_Selected excerpt_.
-*-
The belowground of the resurrection plant Myrothamnus flabellifolia: Exploring the desiccation-tolerant root-associated microbiome

Aims and Background The resurrection plant Myrothamnus flabellifolia tolerates complete desiccation and is a great model for studying how plants cope with extreme drought. The response to desiccation in M. flabellifolia leaves has been studied extensively, but little is known about how the associated microbiome contributes to desiccation tolerance. Root-associated microbes play a major role in stress tolerance, and are an attractive target for enhancing drought tolerance in staple crops. However, how these dynamics play out under the most extreme water limitation remains underexplored. Methods The high-throughput amplicon metagenomic technique was used to investigated the bacterial and fungal communities in the bulk soil, rhizosphere, and endosphere of the M. flabellifolia. Results The bacterial phyla that were most abundant across all compartments were Acidobacteriota, Actinobacteria, Chloroflexi, Planctomycetes andProteobacteria, while fungal phyla were Ascomycotaand Basidiomycota. Although the bulk soil hosted multiple beneficial root-associated microbes, the rhizosphere compartment showed the highest functional diversity of bacteria and fungi. In contrast, the endosphere exhibited a low abundance and diversity of microbes. These findings suggest that M. flabellifolia recruits soil microbes from bulk to rhizosphere, many of which may confer extreme drought tolerance and promote plant growth. Conclusion The diverse rhizosphere microbiome is filtered to result in a highly selective endosphere microbiome. We find that compartment niches act as the major driver of microbial diversity, but that soil physicochemical factors also influence the microbial composition. These results suggest that the root-associated microbiome of M. flabellifolia is highly structured and may aid in plant function.
-*-
_Provided data_.
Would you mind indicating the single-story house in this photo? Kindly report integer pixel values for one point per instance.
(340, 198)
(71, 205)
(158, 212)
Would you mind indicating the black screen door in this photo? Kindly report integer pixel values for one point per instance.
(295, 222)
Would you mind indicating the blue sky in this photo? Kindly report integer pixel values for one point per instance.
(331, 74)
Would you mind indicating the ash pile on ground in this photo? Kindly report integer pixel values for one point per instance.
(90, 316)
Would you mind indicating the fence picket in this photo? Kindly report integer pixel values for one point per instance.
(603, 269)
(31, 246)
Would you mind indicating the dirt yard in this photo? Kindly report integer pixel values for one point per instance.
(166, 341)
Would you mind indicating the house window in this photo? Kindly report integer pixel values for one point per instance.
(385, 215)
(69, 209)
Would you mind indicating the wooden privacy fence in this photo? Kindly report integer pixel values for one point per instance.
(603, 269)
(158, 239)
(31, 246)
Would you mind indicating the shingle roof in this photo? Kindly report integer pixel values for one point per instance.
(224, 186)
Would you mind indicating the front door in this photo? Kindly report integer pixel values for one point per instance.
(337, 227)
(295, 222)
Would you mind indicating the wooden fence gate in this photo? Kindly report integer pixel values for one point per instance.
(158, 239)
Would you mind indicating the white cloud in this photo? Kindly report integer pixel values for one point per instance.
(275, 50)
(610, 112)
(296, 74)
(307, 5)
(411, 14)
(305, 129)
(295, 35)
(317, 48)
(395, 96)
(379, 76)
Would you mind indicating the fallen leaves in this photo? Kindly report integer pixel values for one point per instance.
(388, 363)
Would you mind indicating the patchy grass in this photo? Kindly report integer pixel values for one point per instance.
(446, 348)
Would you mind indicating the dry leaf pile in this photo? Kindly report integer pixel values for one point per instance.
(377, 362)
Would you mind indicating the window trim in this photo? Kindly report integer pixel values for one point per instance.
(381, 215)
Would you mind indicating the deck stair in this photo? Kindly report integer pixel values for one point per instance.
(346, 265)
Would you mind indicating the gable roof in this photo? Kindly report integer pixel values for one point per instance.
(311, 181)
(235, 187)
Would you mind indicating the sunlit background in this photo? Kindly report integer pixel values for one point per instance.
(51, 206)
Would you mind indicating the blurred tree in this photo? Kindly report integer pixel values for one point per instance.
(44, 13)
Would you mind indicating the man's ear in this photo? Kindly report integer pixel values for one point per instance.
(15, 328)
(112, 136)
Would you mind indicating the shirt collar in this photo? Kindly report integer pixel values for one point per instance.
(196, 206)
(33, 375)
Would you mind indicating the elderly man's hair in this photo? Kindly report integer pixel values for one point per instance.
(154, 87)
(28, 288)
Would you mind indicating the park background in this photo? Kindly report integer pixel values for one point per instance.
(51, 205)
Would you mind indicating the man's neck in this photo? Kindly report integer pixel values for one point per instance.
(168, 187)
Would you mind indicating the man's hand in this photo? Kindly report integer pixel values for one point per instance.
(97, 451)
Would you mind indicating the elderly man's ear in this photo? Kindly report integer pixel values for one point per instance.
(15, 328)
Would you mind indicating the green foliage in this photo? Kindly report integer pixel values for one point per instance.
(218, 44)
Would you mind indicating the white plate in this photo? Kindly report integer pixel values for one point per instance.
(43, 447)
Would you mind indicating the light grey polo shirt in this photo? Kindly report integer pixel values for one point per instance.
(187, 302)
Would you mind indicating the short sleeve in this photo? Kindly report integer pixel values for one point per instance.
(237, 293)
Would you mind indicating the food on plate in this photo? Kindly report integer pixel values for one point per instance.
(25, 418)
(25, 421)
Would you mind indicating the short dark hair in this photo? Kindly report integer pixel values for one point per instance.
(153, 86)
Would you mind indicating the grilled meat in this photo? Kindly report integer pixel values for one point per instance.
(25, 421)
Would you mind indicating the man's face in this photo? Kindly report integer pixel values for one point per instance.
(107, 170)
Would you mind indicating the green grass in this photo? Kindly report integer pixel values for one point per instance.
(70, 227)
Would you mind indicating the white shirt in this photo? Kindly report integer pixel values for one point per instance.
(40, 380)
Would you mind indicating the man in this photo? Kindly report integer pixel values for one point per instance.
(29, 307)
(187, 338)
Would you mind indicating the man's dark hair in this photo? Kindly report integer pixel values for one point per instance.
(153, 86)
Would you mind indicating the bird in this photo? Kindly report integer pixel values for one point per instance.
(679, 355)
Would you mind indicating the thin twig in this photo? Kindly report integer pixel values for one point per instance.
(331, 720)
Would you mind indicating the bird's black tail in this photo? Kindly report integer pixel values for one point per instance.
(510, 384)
-*-
_What you need to do_.
Please answer these from the text on the root microbiome of Myrothamnus flabellifolia:
(a) What technique was used to investigate the bacterial and fungal communities?
(b) Which compartment showed the highest functional diversity of bacteria and fungi?
(c) What did the endosphere exhibit?
The items aren't needed for this.

_Written reply_.
(a) The high-throughput amplicon metagenomic technique.
(b) The rhizosphere.
(c) A low abundance and diversity of microbes.